Image location labeling entries
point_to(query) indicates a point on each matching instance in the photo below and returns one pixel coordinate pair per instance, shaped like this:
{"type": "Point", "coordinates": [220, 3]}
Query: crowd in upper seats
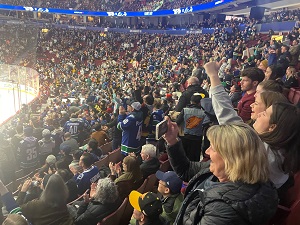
{"type": "Point", "coordinates": [118, 87]}
{"type": "Point", "coordinates": [15, 41]}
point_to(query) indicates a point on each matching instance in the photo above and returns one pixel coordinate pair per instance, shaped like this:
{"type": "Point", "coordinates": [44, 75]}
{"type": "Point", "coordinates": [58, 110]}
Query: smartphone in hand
{"type": "Point", "coordinates": [161, 129]}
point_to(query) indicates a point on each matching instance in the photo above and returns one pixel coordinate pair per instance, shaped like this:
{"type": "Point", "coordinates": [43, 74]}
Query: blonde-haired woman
{"type": "Point", "coordinates": [233, 187]}
{"type": "Point", "coordinates": [291, 78]}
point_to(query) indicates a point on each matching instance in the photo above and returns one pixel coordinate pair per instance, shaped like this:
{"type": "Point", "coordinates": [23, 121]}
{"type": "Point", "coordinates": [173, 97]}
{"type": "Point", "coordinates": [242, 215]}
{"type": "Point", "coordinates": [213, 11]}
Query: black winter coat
{"type": "Point", "coordinates": [149, 167]}
{"type": "Point", "coordinates": [208, 201]}
{"type": "Point", "coordinates": [185, 98]}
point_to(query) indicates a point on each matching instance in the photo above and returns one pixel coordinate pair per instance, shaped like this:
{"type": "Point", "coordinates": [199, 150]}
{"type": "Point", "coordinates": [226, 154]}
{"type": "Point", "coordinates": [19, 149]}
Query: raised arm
{"type": "Point", "coordinates": [221, 102]}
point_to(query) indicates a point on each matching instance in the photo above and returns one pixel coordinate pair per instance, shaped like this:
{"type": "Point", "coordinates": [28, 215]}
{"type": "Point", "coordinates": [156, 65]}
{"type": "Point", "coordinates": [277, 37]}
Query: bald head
{"type": "Point", "coordinates": [193, 81]}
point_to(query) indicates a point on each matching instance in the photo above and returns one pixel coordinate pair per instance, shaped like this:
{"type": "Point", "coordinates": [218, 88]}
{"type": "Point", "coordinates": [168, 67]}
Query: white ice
{"type": "Point", "coordinates": [11, 101]}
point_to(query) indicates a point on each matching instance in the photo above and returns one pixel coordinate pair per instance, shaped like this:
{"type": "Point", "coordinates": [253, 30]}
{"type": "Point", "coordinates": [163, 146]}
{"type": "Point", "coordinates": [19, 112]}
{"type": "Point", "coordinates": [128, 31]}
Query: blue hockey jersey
{"type": "Point", "coordinates": [131, 125]}
{"type": "Point", "coordinates": [28, 152]}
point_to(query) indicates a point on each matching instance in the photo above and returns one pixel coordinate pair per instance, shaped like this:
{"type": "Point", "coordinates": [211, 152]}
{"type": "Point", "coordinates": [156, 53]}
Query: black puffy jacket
{"type": "Point", "coordinates": [208, 201]}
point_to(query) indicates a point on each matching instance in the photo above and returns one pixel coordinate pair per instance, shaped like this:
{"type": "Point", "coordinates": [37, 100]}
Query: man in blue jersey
{"type": "Point", "coordinates": [156, 116]}
{"type": "Point", "coordinates": [28, 151]}
{"type": "Point", "coordinates": [72, 126]}
{"type": "Point", "coordinates": [89, 175]}
{"type": "Point", "coordinates": [131, 126]}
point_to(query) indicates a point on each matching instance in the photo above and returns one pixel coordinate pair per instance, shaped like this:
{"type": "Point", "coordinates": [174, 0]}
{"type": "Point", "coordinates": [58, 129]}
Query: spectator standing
{"type": "Point", "coordinates": [251, 77]}
{"type": "Point", "coordinates": [69, 141]}
{"type": "Point", "coordinates": [72, 126]}
{"type": "Point", "coordinates": [295, 52]}
{"type": "Point", "coordinates": [89, 175]}
{"type": "Point", "coordinates": [28, 151]}
{"type": "Point", "coordinates": [192, 117]}
{"type": "Point", "coordinates": [291, 78]}
{"type": "Point", "coordinates": [169, 186]}
{"type": "Point", "coordinates": [100, 135]}
{"type": "Point", "coordinates": [150, 162]}
{"type": "Point", "coordinates": [46, 144]}
{"type": "Point", "coordinates": [131, 125]}
{"type": "Point", "coordinates": [193, 86]}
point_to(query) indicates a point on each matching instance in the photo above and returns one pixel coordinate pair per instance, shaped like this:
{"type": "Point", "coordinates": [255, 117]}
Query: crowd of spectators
{"type": "Point", "coordinates": [117, 87]}
{"type": "Point", "coordinates": [15, 41]}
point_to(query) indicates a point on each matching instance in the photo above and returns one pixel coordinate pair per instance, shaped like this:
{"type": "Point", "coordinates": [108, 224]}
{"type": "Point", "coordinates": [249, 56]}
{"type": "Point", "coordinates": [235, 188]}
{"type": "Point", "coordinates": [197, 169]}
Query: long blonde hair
{"type": "Point", "coordinates": [242, 150]}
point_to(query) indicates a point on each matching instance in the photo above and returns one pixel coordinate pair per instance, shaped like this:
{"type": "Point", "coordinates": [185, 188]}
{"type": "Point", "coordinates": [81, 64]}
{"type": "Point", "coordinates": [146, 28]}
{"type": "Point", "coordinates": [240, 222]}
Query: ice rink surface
{"type": "Point", "coordinates": [11, 101]}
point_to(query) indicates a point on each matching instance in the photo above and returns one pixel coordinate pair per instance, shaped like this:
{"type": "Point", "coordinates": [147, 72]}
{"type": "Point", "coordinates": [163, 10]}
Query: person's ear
{"type": "Point", "coordinates": [255, 83]}
{"type": "Point", "coordinates": [272, 127]}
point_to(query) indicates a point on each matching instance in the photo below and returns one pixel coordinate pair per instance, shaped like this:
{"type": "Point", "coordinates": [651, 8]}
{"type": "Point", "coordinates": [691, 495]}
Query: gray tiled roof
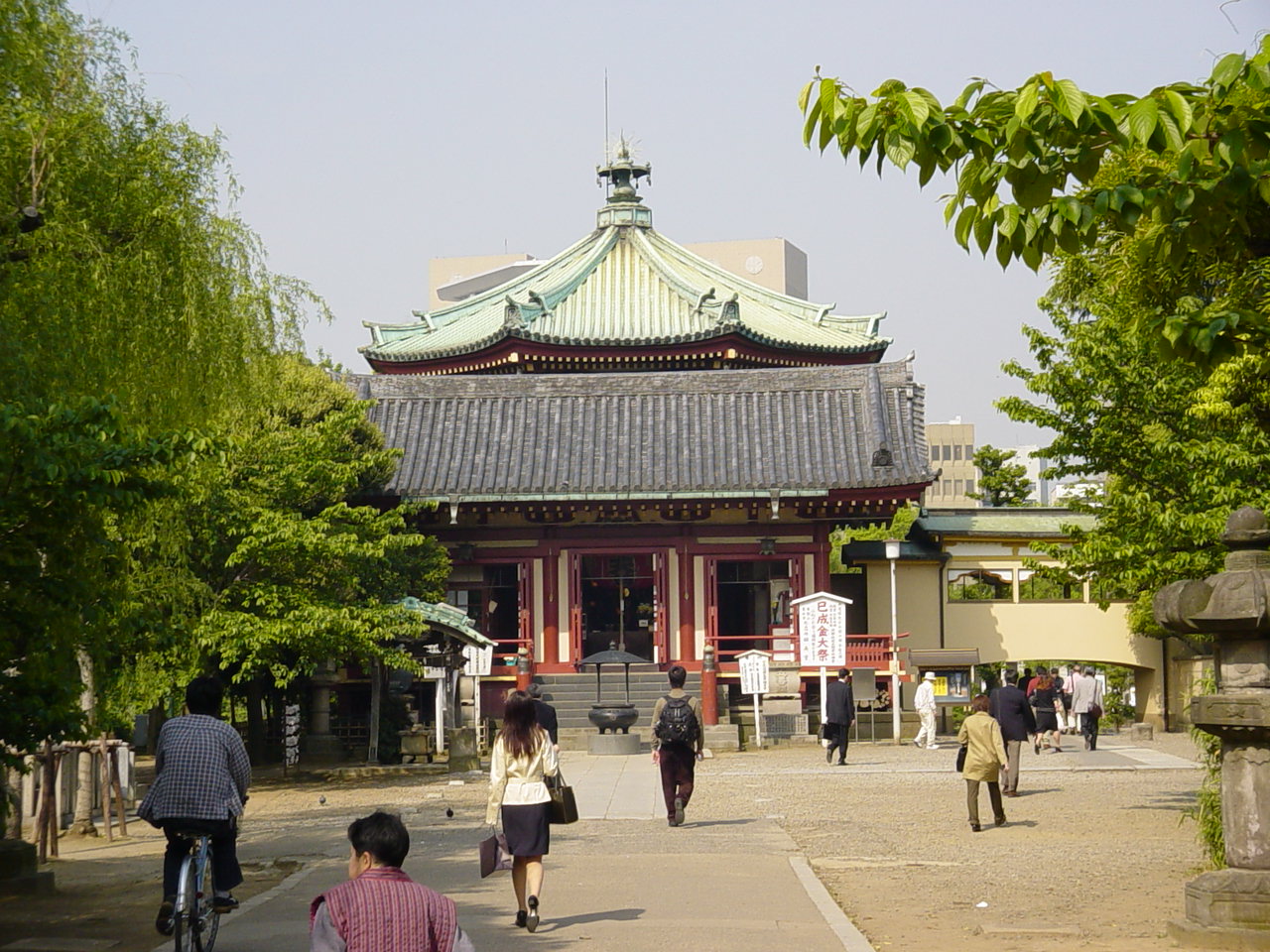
{"type": "Point", "coordinates": [737, 433]}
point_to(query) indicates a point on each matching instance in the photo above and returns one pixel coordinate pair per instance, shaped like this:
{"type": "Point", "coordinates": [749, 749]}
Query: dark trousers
{"type": "Point", "coordinates": [971, 800]}
{"type": "Point", "coordinates": [226, 874]}
{"type": "Point", "coordinates": [1089, 729]}
{"type": "Point", "coordinates": [838, 735]}
{"type": "Point", "coordinates": [677, 763]}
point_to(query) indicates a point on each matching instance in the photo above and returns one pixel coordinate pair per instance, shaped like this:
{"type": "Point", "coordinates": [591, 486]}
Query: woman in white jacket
{"type": "Point", "coordinates": [522, 757]}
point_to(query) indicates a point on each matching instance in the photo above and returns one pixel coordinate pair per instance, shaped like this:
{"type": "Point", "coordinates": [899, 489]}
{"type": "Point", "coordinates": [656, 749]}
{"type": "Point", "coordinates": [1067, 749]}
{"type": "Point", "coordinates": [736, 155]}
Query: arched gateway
{"type": "Point", "coordinates": [629, 444]}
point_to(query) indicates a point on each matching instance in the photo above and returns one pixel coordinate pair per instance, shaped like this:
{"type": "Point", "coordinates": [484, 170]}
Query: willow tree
{"type": "Point", "coordinates": [125, 281]}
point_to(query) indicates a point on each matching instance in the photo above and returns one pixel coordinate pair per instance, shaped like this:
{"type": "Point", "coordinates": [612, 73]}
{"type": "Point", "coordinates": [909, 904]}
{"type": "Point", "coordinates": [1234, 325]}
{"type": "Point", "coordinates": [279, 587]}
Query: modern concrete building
{"type": "Point", "coordinates": [952, 447]}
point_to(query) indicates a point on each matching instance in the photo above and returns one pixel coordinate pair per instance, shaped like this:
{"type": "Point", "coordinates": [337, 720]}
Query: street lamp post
{"type": "Point", "coordinates": [892, 555]}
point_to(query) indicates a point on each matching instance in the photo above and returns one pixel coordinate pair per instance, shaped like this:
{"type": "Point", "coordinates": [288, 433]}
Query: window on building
{"type": "Point", "coordinates": [490, 595]}
{"type": "Point", "coordinates": [980, 585]}
{"type": "Point", "coordinates": [1048, 587]}
{"type": "Point", "coordinates": [752, 598]}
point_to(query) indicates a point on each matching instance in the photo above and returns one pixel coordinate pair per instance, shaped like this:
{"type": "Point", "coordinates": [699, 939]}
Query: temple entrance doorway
{"type": "Point", "coordinates": [619, 597]}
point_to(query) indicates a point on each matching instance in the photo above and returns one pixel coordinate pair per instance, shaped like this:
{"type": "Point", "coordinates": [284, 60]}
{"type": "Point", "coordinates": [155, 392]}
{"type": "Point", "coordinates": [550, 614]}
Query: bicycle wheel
{"type": "Point", "coordinates": [186, 915]}
{"type": "Point", "coordinates": [208, 919]}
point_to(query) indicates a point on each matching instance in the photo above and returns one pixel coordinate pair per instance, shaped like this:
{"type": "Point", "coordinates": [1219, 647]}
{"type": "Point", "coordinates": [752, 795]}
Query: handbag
{"type": "Point", "coordinates": [564, 806]}
{"type": "Point", "coordinates": [494, 855]}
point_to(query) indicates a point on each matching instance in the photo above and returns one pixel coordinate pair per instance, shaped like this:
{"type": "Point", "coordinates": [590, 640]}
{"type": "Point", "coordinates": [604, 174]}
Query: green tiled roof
{"type": "Point", "coordinates": [625, 286]}
{"type": "Point", "coordinates": [1003, 522]}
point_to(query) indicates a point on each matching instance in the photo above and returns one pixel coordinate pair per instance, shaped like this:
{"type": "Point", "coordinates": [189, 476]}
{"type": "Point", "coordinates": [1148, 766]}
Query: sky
{"type": "Point", "coordinates": [371, 136]}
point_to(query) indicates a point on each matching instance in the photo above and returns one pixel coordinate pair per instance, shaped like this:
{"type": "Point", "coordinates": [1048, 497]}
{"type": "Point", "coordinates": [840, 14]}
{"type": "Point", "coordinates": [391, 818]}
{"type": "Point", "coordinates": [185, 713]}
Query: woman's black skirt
{"type": "Point", "coordinates": [527, 829]}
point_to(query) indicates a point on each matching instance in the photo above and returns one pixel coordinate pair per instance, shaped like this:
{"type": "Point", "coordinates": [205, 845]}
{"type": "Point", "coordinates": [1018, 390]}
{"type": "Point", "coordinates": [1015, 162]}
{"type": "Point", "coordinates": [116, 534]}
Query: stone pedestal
{"type": "Point", "coordinates": [612, 744]}
{"type": "Point", "coordinates": [19, 871]}
{"type": "Point", "coordinates": [1229, 909]}
{"type": "Point", "coordinates": [461, 744]}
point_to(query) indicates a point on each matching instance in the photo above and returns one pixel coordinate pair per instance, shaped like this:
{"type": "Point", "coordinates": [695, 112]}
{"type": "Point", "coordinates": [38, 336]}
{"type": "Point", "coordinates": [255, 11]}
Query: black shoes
{"type": "Point", "coordinates": [225, 904]}
{"type": "Point", "coordinates": [163, 921]}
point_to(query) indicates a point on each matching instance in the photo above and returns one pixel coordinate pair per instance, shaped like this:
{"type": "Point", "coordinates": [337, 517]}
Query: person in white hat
{"type": "Point", "coordinates": [924, 701]}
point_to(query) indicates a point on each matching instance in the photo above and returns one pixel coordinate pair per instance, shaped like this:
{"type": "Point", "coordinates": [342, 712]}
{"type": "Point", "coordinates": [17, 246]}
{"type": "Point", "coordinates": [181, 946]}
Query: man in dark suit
{"type": "Point", "coordinates": [1008, 705]}
{"type": "Point", "coordinates": [545, 714]}
{"type": "Point", "coordinates": [839, 711]}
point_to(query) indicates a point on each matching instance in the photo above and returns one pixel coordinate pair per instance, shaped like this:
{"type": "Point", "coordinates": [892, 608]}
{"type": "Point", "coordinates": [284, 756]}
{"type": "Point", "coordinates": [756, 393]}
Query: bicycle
{"type": "Point", "coordinates": [194, 918]}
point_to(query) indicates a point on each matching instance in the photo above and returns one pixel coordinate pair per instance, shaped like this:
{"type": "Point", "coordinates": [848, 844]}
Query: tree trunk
{"type": "Point", "coordinates": [85, 774]}
{"type": "Point", "coordinates": [255, 739]}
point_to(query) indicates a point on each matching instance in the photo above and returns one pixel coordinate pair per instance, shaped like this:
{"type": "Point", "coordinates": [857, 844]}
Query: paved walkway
{"type": "Point", "coordinates": [619, 880]}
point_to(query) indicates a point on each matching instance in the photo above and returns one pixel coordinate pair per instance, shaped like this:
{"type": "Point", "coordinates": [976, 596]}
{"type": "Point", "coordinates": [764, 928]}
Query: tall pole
{"type": "Point", "coordinates": [894, 651]}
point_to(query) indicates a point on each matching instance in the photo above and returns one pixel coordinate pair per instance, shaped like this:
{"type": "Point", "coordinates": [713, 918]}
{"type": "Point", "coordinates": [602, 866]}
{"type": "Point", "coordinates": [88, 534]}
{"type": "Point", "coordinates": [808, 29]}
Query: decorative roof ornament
{"type": "Point", "coordinates": [622, 177]}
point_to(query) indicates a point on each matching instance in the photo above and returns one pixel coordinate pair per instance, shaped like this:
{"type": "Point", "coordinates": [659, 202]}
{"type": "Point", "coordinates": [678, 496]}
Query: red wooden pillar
{"type": "Point", "coordinates": [708, 687]}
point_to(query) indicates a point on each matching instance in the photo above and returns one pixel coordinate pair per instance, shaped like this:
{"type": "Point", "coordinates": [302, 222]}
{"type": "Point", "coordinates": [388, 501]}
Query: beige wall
{"type": "Point", "coordinates": [959, 476]}
{"type": "Point", "coordinates": [1015, 631]}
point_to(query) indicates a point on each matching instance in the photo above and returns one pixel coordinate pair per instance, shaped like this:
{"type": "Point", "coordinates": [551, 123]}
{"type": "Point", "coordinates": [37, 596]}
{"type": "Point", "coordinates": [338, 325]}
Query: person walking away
{"type": "Point", "coordinates": [1060, 712]}
{"type": "Point", "coordinates": [545, 715]}
{"type": "Point", "coordinates": [202, 774]}
{"type": "Point", "coordinates": [1044, 701]}
{"type": "Point", "coordinates": [677, 744]}
{"type": "Point", "coordinates": [984, 757]}
{"type": "Point", "coordinates": [1010, 707]}
{"type": "Point", "coordinates": [924, 701]}
{"type": "Point", "coordinates": [524, 757]}
{"type": "Point", "coordinates": [839, 711]}
{"type": "Point", "coordinates": [1087, 697]}
{"type": "Point", "coordinates": [380, 907]}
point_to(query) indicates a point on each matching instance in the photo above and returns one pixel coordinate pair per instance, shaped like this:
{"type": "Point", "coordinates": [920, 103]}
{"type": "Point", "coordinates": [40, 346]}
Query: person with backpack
{"type": "Point", "coordinates": [677, 744]}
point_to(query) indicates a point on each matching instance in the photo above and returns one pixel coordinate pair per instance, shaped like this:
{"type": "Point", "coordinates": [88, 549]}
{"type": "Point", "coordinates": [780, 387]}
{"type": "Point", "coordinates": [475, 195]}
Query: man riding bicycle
{"type": "Point", "coordinates": [200, 779]}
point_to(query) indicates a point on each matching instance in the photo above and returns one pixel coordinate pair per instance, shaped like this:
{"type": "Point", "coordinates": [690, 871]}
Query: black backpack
{"type": "Point", "coordinates": [677, 722]}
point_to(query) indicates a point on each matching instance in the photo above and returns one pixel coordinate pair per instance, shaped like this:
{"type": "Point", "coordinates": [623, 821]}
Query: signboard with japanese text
{"type": "Point", "coordinates": [822, 630]}
{"type": "Point", "coordinates": [753, 671]}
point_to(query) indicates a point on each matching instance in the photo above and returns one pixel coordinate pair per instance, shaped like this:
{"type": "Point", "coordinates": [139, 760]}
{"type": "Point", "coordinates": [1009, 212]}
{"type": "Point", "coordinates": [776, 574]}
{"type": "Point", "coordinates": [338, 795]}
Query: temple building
{"type": "Point", "coordinates": [626, 444]}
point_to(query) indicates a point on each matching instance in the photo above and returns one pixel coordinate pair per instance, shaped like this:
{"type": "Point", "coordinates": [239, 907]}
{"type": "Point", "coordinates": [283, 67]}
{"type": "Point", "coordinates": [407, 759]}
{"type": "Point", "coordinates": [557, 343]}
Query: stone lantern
{"type": "Point", "coordinates": [1230, 906]}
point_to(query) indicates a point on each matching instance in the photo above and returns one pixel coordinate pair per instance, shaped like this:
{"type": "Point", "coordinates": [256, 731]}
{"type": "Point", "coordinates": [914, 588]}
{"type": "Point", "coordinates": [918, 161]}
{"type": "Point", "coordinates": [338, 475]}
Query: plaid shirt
{"type": "Point", "coordinates": [200, 772]}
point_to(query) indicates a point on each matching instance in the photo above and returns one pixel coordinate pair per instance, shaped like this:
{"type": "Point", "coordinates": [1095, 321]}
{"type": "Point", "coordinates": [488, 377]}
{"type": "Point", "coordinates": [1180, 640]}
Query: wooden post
{"type": "Point", "coordinates": [105, 791]}
{"type": "Point", "coordinates": [372, 748]}
{"type": "Point", "coordinates": [42, 762]}
{"type": "Point", "coordinates": [118, 789]}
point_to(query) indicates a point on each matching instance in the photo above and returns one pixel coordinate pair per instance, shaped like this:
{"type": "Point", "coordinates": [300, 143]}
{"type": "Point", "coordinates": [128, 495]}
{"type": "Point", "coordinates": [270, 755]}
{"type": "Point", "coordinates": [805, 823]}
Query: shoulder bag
{"type": "Point", "coordinates": [564, 806]}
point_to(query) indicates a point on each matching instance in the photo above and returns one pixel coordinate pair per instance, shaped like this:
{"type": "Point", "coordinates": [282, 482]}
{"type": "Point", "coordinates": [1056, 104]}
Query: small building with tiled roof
{"type": "Point", "coordinates": [629, 444]}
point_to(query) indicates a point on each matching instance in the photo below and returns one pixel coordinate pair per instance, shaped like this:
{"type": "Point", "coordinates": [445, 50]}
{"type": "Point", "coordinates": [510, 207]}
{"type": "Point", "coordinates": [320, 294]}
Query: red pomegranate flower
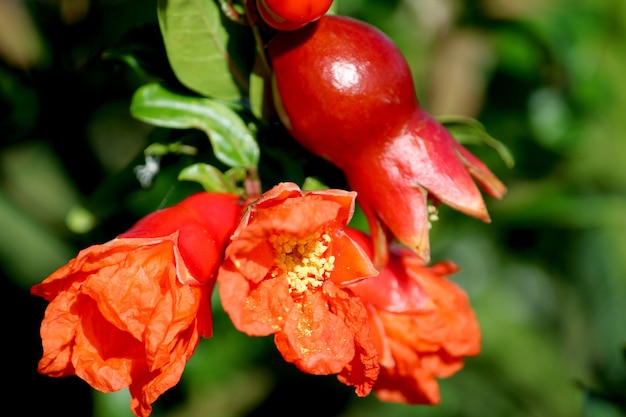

Aim: Identify every line in the items above that holds the word "blonde", and copy each of those lines.

Task result:
Query: blonde-haired woman
Query: long blonde hair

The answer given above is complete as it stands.